Written instruction:
Copy out the data below line for line without changing anything, and leave the pictures out.
--- Start ---
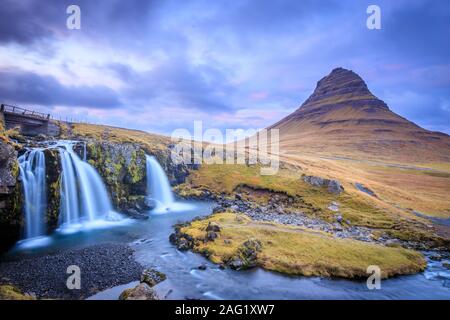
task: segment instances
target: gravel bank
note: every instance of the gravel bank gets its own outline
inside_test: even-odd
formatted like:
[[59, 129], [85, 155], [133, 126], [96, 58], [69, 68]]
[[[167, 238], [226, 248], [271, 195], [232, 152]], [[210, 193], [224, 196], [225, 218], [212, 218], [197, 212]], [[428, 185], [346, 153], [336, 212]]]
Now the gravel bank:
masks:
[[[81, 270], [81, 289], [66, 287], [67, 267]], [[143, 267], [125, 244], [101, 244], [0, 264], [0, 281], [38, 298], [84, 299], [98, 291], [138, 280]]]

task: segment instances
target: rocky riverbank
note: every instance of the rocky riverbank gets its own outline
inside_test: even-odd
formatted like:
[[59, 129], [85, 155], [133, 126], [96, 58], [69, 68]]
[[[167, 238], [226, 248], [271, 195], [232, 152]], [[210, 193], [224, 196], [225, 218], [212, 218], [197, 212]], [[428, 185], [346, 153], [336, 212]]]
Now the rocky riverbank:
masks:
[[[81, 289], [66, 286], [67, 267], [81, 271]], [[0, 264], [1, 284], [12, 284], [37, 298], [84, 299], [141, 277], [143, 267], [126, 244], [101, 244]]]
[[[208, 199], [214, 201], [216, 206], [213, 213], [216, 212], [235, 212], [242, 213], [255, 221], [274, 222], [287, 226], [304, 227], [311, 230], [323, 231], [339, 239], [353, 239], [367, 243], [376, 243], [384, 246], [401, 246], [414, 250], [429, 250], [430, 244], [418, 241], [406, 241], [390, 236], [387, 233], [380, 235], [379, 230], [367, 227], [355, 226], [343, 219], [339, 213], [340, 203], [333, 201], [329, 204], [329, 209], [334, 212], [331, 221], [326, 221], [320, 217], [306, 215], [300, 210], [292, 210], [293, 199], [285, 195], [273, 195], [267, 204], [261, 204], [255, 201], [243, 199], [239, 194], [234, 198], [216, 195], [210, 192], [204, 192], [190, 199]], [[446, 251], [445, 247], [434, 247], [437, 251]]]

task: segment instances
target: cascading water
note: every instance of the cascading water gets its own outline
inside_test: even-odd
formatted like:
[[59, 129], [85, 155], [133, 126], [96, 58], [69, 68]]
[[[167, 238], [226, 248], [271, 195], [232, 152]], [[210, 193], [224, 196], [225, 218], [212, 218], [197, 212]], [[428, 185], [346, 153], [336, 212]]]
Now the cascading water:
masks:
[[147, 190], [150, 192], [153, 200], [157, 202], [160, 209], [168, 209], [175, 201], [169, 179], [155, 157], [147, 155], [146, 159]]
[[45, 234], [47, 210], [45, 156], [42, 149], [27, 151], [19, 157], [20, 177], [24, 193], [25, 239]]
[[61, 229], [79, 228], [81, 223], [113, 216], [111, 202], [100, 175], [73, 150], [74, 142], [60, 142], [62, 164]]
[[155, 157], [146, 155], [147, 190], [149, 197], [156, 202], [154, 213], [189, 210], [187, 203], [176, 202], [166, 173]]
--- End ---
Result of this exercise:
task: segment instances
target: gravel bank
note: every instance of the gravel bank gets its own outline
inside_test: even-odd
formatted like:
[[59, 129], [85, 155], [133, 126], [96, 58], [69, 68]]
[[[167, 238], [226, 248], [271, 195], [232, 152]], [[210, 193], [224, 196], [225, 218], [212, 218], [197, 212]], [[428, 185], [346, 153], [336, 212]]]
Now the gravel bank:
masks:
[[[81, 270], [81, 289], [66, 287], [67, 267]], [[143, 267], [125, 244], [101, 244], [0, 264], [0, 281], [38, 298], [84, 299], [98, 291], [138, 280]]]

task: segment instances
target: rocky riverbank
note: every instance of the rocky riverbank gets its own outline
inside_test: even-odd
formatted like:
[[59, 129], [85, 155], [133, 126], [96, 58], [69, 68]]
[[[167, 238], [226, 248], [271, 195], [232, 152]], [[210, 193], [224, 196], [225, 218], [212, 218], [197, 212]], [[428, 185], [346, 153], [336, 212]]]
Now the rocky riverbank:
masks:
[[[81, 289], [66, 286], [67, 267], [81, 271]], [[0, 264], [1, 284], [12, 284], [37, 298], [84, 299], [141, 277], [143, 267], [126, 244], [101, 244]]]
[[[208, 199], [214, 201], [216, 206], [213, 213], [216, 212], [235, 212], [242, 213], [255, 221], [274, 222], [287, 226], [304, 227], [311, 230], [323, 231], [339, 239], [353, 239], [367, 243], [376, 243], [384, 246], [401, 246], [414, 250], [429, 250], [430, 244], [418, 241], [406, 241], [390, 236], [387, 233], [380, 235], [379, 230], [367, 227], [355, 226], [343, 219], [339, 213], [340, 203], [333, 201], [329, 204], [329, 209], [334, 212], [331, 221], [326, 221], [320, 217], [306, 215], [300, 210], [292, 210], [293, 199], [285, 195], [273, 195], [267, 204], [261, 204], [255, 201], [243, 199], [239, 194], [234, 198], [216, 195], [210, 192], [204, 192], [190, 199]], [[446, 251], [445, 247], [434, 247], [437, 251]]]

task: segment instances
target: cascading water
note: every instance of the cascading water gets its own outline
inside_test: even-odd
formatted like:
[[59, 129], [85, 155], [133, 126], [96, 58], [69, 68]]
[[[167, 238], [226, 248], [271, 195], [232, 152]], [[210, 193], [224, 196], [225, 218], [212, 218], [197, 212]], [[428, 185], [346, 153], [336, 212]]]
Now the cascading water:
masks:
[[147, 190], [150, 192], [153, 200], [157, 202], [160, 209], [168, 209], [175, 201], [169, 179], [155, 157], [147, 155], [146, 159]]
[[45, 234], [47, 210], [45, 156], [42, 149], [27, 151], [19, 157], [20, 177], [24, 193], [25, 239]]
[[61, 229], [79, 228], [81, 223], [113, 216], [111, 202], [100, 175], [73, 150], [74, 142], [60, 142], [62, 164]]
[[155, 157], [146, 155], [147, 190], [149, 197], [156, 202], [154, 213], [189, 210], [187, 203], [176, 202], [166, 173]]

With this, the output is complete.